##### DATA #####

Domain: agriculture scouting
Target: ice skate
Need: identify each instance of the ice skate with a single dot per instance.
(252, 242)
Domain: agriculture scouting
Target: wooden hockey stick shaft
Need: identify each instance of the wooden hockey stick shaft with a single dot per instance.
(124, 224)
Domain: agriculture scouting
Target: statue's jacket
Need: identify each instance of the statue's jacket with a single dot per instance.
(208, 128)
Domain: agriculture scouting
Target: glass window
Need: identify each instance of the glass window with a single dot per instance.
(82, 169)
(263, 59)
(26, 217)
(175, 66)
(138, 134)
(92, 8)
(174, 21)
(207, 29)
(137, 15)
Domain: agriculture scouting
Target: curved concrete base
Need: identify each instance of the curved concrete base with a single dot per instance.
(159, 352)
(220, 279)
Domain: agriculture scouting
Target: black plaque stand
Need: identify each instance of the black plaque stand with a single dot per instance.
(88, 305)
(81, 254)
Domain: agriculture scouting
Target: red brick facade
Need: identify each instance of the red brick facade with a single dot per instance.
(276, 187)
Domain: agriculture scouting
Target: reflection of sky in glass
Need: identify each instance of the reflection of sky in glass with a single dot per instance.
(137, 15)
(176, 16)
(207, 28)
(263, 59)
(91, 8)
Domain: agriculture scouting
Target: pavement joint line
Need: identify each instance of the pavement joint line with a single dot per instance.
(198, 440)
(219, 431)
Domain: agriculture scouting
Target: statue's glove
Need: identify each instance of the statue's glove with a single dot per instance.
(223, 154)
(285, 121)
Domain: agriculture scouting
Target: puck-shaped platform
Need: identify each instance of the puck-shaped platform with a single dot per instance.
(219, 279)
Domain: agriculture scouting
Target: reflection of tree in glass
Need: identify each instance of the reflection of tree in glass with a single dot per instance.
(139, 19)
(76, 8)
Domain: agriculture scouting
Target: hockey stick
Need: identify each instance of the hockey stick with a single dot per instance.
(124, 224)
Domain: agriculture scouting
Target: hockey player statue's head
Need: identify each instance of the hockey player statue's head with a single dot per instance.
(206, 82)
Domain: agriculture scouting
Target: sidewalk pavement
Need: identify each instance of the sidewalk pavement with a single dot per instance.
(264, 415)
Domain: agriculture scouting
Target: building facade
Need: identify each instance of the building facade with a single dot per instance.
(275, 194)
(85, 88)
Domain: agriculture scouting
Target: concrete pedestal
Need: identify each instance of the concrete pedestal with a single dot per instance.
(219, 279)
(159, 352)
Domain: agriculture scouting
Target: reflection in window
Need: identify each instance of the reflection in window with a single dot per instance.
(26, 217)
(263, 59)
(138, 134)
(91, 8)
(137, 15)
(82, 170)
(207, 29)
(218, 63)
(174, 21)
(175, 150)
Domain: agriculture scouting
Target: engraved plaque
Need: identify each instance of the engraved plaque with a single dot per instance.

#####

> [WHAT IS BEING ASKED]
Take the data above and return it exactly.

> [WORKED ANSWER]
Domain: agriculture scouting
Target: ice skate
Need: identify each instance of the ice skate with a single dot per instance.
(252, 242)
Domain: agriculture scouting
Target: wooden hockey stick shaft
Need: identify each instance of the wooden hockey stick shaft with a single dot per instance.
(124, 224)
Domain: agriculture scouting
Target: statue's jacket
Need: identify each instance of the statue's jacket with a single dot per instance.
(208, 128)
Domain: agriculture scouting
Target: glass window
Need: identify each instance of the glass window with a single dot per instance.
(82, 169)
(263, 59)
(26, 217)
(175, 66)
(138, 134)
(92, 8)
(174, 21)
(207, 29)
(137, 15)
Domain: agriculture scouting
Target: curved concrete base
Need: identify each instance of the curved concrete base with a single dot per instance.
(159, 352)
(220, 279)
Domain: agriculture scouting
Target: black plaque stand
Need: identify each instance of the black plaque stand with a single dot per instance.
(88, 305)
(81, 254)
Domain: agriculture scouting
Target: red brick facade
Need: identify each instance of the red brick facade with a single dot per instance.
(276, 187)
Domain: agriculture scouting
Target: reflection of sky in glass
Need: identify each instance of the reflection of sky in glass with a single dot per instance.
(137, 15)
(176, 16)
(207, 28)
(263, 59)
(91, 8)
Domain: agriculture scouting
Target: pavement joint line
Need: identify each instance of the pavement joint line with a single dot per instance.
(198, 440)
(219, 431)
Domain: agriculture scouting
Target: statue's glove
Need: identify each instance of the statue's glove with a single dot per instance.
(223, 154)
(285, 121)
Domain: agriculture scouting
Target: puck-shaped platform
Need: identify each instance of the puck-shaped platform with a single dot per instance.
(219, 279)
Domain: agriculture scouting
Target: reflection of tree in glass
Need: identify each instance of the reflection of tree in glass with a single dot per instance.
(139, 19)
(76, 8)
Domain: agriculture scouting
Target: hockey stick
Need: identify each instance of the hockey stick with a single dot per instance.
(124, 224)
Domain: agriculture scouting
Target: hockey player statue's head
Need: identify each instance of the hockey player statue's head with a single dot per instance.
(206, 82)
Domain: agriculture scouting
Target: sidewalk pavement
Need: identify each instance of the sidewalk pavement with a single dot per instance.
(264, 415)
Domain: agriculture scouting
Target: building facade
Need: identify each instance of the building facade with a single dot per instance.
(275, 194)
(85, 88)
Domain: agriculture scouting
Target: concrete pedestal
Need: identify each instance of the concrete pedestal with a single dot per instance.
(219, 279)
(159, 352)
Domain: agriculture scouting
Target: reflection in window
Need: identify each instance of the reflection in window with a single dot per instance.
(26, 217)
(263, 59)
(138, 134)
(91, 8)
(137, 15)
(82, 170)
(207, 29)
(218, 63)
(174, 21)
(175, 150)
Domain: agriculture scouting
Target: engraved plaque
Need: identify each instance of the engraved plaque with a single dot per instance.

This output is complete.